> **Testo del documento**:
▶

Chiaramente si avverte il legame con i fatti di Lisbona. Là un governo legittimo avrebbe dovuto mettere mano a misure non solo di prevenzione ma anche di ricostruzione in contrasto con la speculazione. Nella dialettica tra fatto e diritto, i diritti non possono essere ridotti a legittimazione del fatto, proprio perché forza e fatto non solo non fanno diritto, ma anzi creano spesso il suo contrario, l'ingiustizia.

 

Messina, Reggio: lo stato d’eccezione

La questione fu ripresa esattamente in questi termini da Santi Romano, nell'articolo citato Sui decreti-legge e lo stato d'assedio in occasione del terremoto di Messina e di Reggio Calabria. Apparso nel 1909 sulla "Rivista di diritto pubblico", ebbe (come ha mostrato Giorgio Agamben) una certa risonanza, anche a livello internazionale, un po' come il dibattito degli illuministi di un secolo e mezzo prima. Va ricordato che dopo Lisbona in Europa non c'erano stati forti terremoti che avessero investito città di una certa dimensione. Questa volta a far la parte dell'anti-Rousseau era proprio Santi Romano, con un argomento ben preciso. Secondo lui, alla base dello stato di assedio proclamato all'indomani dal terremoto non c'era altro che lo stato di necessità. La necessità non ha legge: questo è un antico detto, un brocardo. L'originalità di Romano stava nell'aggiungere che invece la necessità fa legge. In epoca moderna la rivoluzione scientifica non solo ha introdotto l'idea di leggi deterministiche, necessarie, ma avrebbe cambiato totalmente anche il quadro teorico generale: la necessità non ha nessuna legge giuridica alle proprie spalle, ma ora la fa essa stessa e la legittima sulla base di leggi scientifiche rigorose. Romano fa l'esempio di Messina e di Reggio: qui, dice, a differenza di tutti gli altri terremoti, c'è stata un'enorme limitazione della libertà che non ha precedenti nella storia dell'Italia unita, e nemmeno in quella dell'Europa degli ultimi decenni. Sulla base dello stato d'assedio proclamato dal governo, la popolazione è stata costretta, a differenza di altre emergenze, ad un esodo forzato sia da Messina che da Reggio. In circostanze simili il governo ha il potere non solo di limitare la libertà e di obbligare con la forza, ma può sospendere o disattivare la giurisdizione ordinaria. Come riconosce Romano stesso, i giudici possono essere sempre un grosso ostacolo, soprattutto nelle emergenze. Allora essi vengono messi da parte, e tutto questo naturalmente limita l'uguaglianza davanti alla legge. Così alle limitazioni della libertà e dell'uguaglianza dovute a cause naturali si aggiungono, con effetti di sinergia, le limitazioni a entrambe prodotte dall’azione del governo. Secondo Romano è una novità straordinaria che deve farci riflettere, in quanto porta a sconvolgere il quadro giuridico con altrettanta straordinarietà.

◀

> **Consegna 1**:
Formatta come elenco JSON di stringhe, una per riga e senza righe vuote, la parte delle voci che va dalla riga contenente "Objective: one point per instance of the pathway" fino alla fine delle voci, estremi inclusi.
Le voci non hanno alcun rapporto con il testo sullo stato d'eccezione.

> **Voci sulla posizione di oggetti nelle immagini**:

▶

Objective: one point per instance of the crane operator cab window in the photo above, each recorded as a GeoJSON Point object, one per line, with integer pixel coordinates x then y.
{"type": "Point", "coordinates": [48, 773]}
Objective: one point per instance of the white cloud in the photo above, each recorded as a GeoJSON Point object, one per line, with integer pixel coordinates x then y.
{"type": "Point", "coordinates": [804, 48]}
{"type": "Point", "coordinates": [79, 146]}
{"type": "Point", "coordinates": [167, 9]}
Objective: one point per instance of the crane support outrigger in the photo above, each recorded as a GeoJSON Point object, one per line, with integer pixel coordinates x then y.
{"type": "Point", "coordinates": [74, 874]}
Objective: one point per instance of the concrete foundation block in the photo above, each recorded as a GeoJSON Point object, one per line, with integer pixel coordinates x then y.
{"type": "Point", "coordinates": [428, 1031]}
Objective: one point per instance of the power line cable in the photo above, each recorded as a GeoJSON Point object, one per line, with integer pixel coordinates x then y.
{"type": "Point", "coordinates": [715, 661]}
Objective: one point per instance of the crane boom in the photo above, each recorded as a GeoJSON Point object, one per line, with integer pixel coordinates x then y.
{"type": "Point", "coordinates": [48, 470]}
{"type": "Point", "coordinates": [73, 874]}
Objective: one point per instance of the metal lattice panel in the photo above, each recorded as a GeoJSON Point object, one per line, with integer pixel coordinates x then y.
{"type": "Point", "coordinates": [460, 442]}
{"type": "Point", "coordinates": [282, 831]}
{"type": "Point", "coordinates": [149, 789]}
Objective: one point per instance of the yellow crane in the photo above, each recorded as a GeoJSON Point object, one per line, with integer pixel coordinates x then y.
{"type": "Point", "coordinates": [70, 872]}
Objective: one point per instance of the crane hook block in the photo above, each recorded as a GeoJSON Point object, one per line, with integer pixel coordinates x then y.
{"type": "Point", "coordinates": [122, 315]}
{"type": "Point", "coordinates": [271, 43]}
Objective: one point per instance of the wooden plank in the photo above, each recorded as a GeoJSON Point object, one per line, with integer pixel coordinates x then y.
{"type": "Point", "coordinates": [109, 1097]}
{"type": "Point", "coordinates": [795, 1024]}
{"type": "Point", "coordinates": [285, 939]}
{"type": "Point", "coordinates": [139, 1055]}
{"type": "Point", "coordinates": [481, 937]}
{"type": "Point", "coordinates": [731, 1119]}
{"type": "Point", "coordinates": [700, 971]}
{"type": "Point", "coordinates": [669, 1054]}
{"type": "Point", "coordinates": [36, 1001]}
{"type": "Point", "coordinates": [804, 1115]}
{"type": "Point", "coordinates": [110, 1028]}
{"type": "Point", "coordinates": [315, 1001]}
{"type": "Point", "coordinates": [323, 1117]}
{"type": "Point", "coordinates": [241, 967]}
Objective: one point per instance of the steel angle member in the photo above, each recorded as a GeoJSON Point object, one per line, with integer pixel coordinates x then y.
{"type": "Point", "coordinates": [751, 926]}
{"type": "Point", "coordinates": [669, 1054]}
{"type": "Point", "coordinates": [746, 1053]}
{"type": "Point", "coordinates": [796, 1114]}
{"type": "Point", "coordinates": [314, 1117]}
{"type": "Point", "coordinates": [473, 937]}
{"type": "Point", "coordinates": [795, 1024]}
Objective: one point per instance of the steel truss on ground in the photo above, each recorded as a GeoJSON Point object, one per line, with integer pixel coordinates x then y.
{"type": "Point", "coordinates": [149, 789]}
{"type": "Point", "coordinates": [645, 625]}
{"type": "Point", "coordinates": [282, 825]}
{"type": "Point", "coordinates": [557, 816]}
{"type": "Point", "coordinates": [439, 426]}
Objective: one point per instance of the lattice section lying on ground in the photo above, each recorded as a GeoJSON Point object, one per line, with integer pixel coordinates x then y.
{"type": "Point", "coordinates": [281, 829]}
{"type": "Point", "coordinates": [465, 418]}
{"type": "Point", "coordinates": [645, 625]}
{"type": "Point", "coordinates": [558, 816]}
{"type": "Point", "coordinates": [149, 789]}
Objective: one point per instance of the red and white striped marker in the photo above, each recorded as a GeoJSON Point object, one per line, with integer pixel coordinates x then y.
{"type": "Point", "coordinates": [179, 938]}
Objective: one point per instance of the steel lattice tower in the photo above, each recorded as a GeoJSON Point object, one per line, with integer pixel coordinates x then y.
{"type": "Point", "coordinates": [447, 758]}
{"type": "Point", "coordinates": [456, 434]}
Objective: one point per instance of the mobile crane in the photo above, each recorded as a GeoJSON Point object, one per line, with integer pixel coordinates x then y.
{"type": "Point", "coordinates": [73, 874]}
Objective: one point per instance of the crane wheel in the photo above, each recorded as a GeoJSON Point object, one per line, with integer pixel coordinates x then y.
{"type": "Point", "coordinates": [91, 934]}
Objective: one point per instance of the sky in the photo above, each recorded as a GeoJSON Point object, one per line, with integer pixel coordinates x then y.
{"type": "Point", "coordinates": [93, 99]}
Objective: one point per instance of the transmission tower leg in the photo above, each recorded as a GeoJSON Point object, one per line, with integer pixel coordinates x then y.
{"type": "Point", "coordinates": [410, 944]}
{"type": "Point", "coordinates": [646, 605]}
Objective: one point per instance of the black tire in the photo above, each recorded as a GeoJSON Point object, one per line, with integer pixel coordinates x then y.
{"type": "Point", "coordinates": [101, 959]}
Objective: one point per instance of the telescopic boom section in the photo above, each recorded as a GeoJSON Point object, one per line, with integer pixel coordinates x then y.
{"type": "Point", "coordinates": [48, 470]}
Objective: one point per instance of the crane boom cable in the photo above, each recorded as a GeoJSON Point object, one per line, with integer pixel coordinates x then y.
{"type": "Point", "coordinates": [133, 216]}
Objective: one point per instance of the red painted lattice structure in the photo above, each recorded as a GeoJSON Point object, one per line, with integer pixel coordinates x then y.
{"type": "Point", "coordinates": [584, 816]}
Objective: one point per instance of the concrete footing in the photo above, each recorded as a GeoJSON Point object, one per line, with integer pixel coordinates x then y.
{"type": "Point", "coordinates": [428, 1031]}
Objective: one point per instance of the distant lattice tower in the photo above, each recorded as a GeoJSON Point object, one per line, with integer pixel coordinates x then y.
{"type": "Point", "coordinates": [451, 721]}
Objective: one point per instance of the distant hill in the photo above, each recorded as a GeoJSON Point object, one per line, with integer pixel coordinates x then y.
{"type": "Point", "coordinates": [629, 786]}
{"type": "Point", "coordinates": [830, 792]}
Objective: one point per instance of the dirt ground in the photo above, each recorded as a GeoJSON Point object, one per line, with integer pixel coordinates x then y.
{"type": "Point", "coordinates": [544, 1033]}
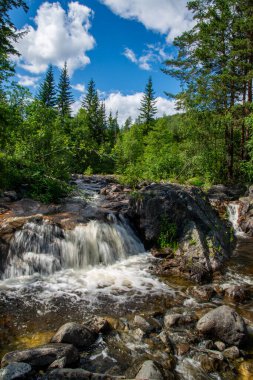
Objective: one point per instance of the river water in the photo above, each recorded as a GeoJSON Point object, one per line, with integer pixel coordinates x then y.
{"type": "Point", "coordinates": [54, 276]}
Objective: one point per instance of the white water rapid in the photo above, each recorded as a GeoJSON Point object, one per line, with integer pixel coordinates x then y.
{"type": "Point", "coordinates": [45, 248]}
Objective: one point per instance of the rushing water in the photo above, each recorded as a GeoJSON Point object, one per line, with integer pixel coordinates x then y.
{"type": "Point", "coordinates": [53, 276]}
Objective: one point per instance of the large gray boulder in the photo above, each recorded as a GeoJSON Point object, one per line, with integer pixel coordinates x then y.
{"type": "Point", "coordinates": [43, 356]}
{"type": "Point", "coordinates": [225, 324]}
{"type": "Point", "coordinates": [76, 334]}
{"type": "Point", "coordinates": [15, 371]}
{"type": "Point", "coordinates": [204, 241]}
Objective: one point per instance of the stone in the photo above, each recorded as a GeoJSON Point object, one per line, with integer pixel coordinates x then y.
{"type": "Point", "coordinates": [236, 293]}
{"type": "Point", "coordinates": [78, 374]}
{"type": "Point", "coordinates": [220, 345]}
{"type": "Point", "coordinates": [223, 323]}
{"type": "Point", "coordinates": [76, 334]}
{"type": "Point", "coordinates": [232, 353]}
{"type": "Point", "coordinates": [15, 371]}
{"type": "Point", "coordinates": [43, 356]}
{"type": "Point", "coordinates": [99, 325]}
{"type": "Point", "coordinates": [141, 323]}
{"type": "Point", "coordinates": [246, 370]}
{"type": "Point", "coordinates": [149, 371]}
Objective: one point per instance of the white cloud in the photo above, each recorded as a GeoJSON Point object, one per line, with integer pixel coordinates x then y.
{"type": "Point", "coordinates": [128, 105]}
{"type": "Point", "coordinates": [152, 54]}
{"type": "Point", "coordinates": [59, 36]}
{"type": "Point", "coordinates": [78, 87]}
{"type": "Point", "coordinates": [27, 81]}
{"type": "Point", "coordinates": [170, 17]}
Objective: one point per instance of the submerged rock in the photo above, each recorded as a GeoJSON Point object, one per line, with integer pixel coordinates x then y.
{"type": "Point", "coordinates": [15, 371]}
{"type": "Point", "coordinates": [150, 371]}
{"type": "Point", "coordinates": [76, 334]}
{"type": "Point", "coordinates": [43, 356]}
{"type": "Point", "coordinates": [225, 324]}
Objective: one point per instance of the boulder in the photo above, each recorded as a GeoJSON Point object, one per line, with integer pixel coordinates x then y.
{"type": "Point", "coordinates": [43, 356]}
{"type": "Point", "coordinates": [76, 334]}
{"type": "Point", "coordinates": [80, 374]}
{"type": "Point", "coordinates": [225, 324]}
{"type": "Point", "coordinates": [150, 371]}
{"type": "Point", "coordinates": [183, 216]}
{"type": "Point", "coordinates": [15, 371]}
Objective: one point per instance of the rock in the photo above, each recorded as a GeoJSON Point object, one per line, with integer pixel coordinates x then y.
{"type": "Point", "coordinates": [246, 370]}
{"type": "Point", "coordinates": [43, 356]}
{"type": "Point", "coordinates": [211, 362]}
{"type": "Point", "coordinates": [12, 195]}
{"type": "Point", "coordinates": [202, 293]}
{"type": "Point", "coordinates": [236, 293]}
{"type": "Point", "coordinates": [15, 371]}
{"type": "Point", "coordinates": [149, 371]}
{"type": "Point", "coordinates": [232, 353]}
{"type": "Point", "coordinates": [141, 323]}
{"type": "Point", "coordinates": [78, 374]}
{"type": "Point", "coordinates": [59, 363]}
{"type": "Point", "coordinates": [76, 334]}
{"type": "Point", "coordinates": [204, 241]}
{"type": "Point", "coordinates": [220, 345]}
{"type": "Point", "coordinates": [225, 324]}
{"type": "Point", "coordinates": [182, 348]}
{"type": "Point", "coordinates": [99, 325]}
{"type": "Point", "coordinates": [171, 320]}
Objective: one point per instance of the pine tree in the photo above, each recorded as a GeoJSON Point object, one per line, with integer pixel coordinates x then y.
{"type": "Point", "coordinates": [64, 98]}
{"type": "Point", "coordinates": [148, 108]}
{"type": "Point", "coordinates": [47, 92]}
{"type": "Point", "coordinates": [94, 113]}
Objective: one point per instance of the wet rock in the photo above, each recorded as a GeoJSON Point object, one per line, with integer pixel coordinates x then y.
{"type": "Point", "coordinates": [150, 371]}
{"type": "Point", "coordinates": [76, 334]}
{"type": "Point", "coordinates": [204, 240]}
{"type": "Point", "coordinates": [78, 374]}
{"type": "Point", "coordinates": [99, 325]}
{"type": "Point", "coordinates": [220, 345]}
{"type": "Point", "coordinates": [232, 353]}
{"type": "Point", "coordinates": [202, 293]}
{"type": "Point", "coordinates": [236, 293]}
{"type": "Point", "coordinates": [211, 362]}
{"type": "Point", "coordinates": [171, 320]}
{"type": "Point", "coordinates": [15, 371]}
{"type": "Point", "coordinates": [246, 370]}
{"type": "Point", "coordinates": [141, 323]}
{"type": "Point", "coordinates": [59, 363]}
{"type": "Point", "coordinates": [43, 356]}
{"type": "Point", "coordinates": [12, 195]}
{"type": "Point", "coordinates": [182, 348]}
{"type": "Point", "coordinates": [225, 324]}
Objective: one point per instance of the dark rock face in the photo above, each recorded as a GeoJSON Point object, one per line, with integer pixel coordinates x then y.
{"type": "Point", "coordinates": [225, 324]}
{"type": "Point", "coordinates": [43, 356]}
{"type": "Point", "coordinates": [76, 334]}
{"type": "Point", "coordinates": [205, 242]}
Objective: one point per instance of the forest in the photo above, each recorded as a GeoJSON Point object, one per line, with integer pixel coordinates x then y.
{"type": "Point", "coordinates": [209, 141]}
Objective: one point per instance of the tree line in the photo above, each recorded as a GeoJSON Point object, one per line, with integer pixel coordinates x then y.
{"type": "Point", "coordinates": [208, 141]}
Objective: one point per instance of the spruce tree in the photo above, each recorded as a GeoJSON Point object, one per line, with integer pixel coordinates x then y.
{"type": "Point", "coordinates": [148, 108]}
{"type": "Point", "coordinates": [47, 92]}
{"type": "Point", "coordinates": [64, 98]}
{"type": "Point", "coordinates": [94, 112]}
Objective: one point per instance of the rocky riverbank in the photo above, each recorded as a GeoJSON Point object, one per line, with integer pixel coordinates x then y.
{"type": "Point", "coordinates": [147, 318]}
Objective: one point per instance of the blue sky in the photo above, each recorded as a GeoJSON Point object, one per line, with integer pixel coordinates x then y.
{"type": "Point", "coordinates": [118, 43]}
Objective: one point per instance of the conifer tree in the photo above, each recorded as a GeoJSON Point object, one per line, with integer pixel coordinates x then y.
{"type": "Point", "coordinates": [64, 98]}
{"type": "Point", "coordinates": [47, 92]}
{"type": "Point", "coordinates": [148, 108]}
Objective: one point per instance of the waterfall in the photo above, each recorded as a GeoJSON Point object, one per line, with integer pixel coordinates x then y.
{"type": "Point", "coordinates": [233, 216]}
{"type": "Point", "coordinates": [44, 248]}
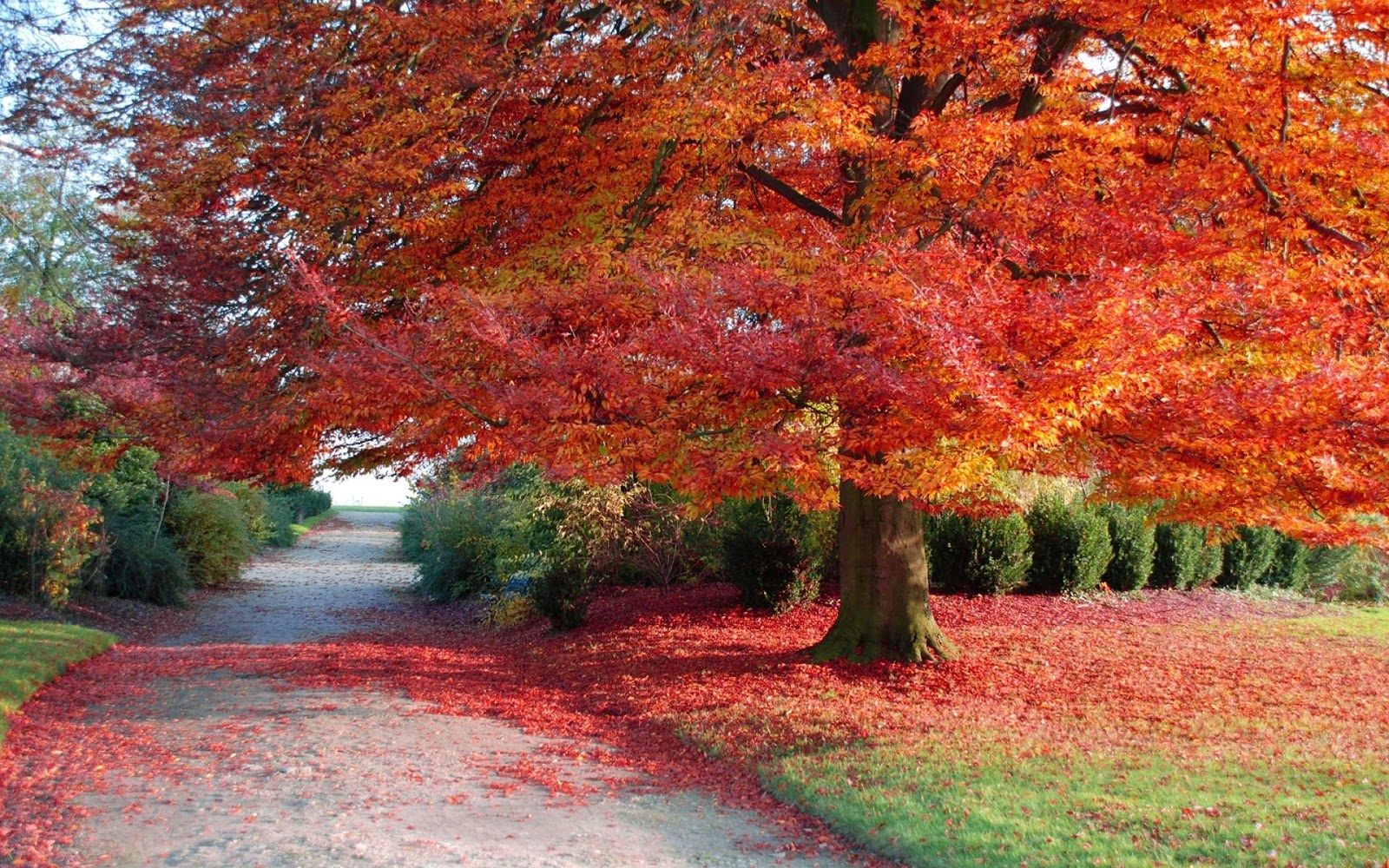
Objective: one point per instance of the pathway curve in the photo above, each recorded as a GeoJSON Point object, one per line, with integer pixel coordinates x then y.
{"type": "Point", "coordinates": [259, 771]}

◀

> **Consegna 2**:
Ricopia fedelmente dal testo sullo stato d'eccezione la parte che si apre con le parole "Chiaramente si avverte" e si chiude con "suo contrario, l'ingiustizia.".

> **Soluzione scritta 1**:
[
  "Objective: one point per instance of the pathway curve in the photo above, each recorded as a GeoJSON Point object, one per line, with integer pixel coordinates x then y.",
  "{\"type\": \"Point\", \"coordinates\": [259, 771]}"
]

> **Soluzione scritta 2**:
Chiaramente si avverte il legame con i fatti di Lisbona. Là un governo legittimo avrebbe dovuto mettere mano a misure non solo di prevenzione ma anche di ricostruzione in contrasto con la speculazione. Nella dialettica tra fatto e diritto, i diritti non possono essere ridotti a legittimazione del fatto, proprio perché forza e fatto non solo non fanno diritto, ma anzi creano spesso il suo contrario, l'ingiustizia.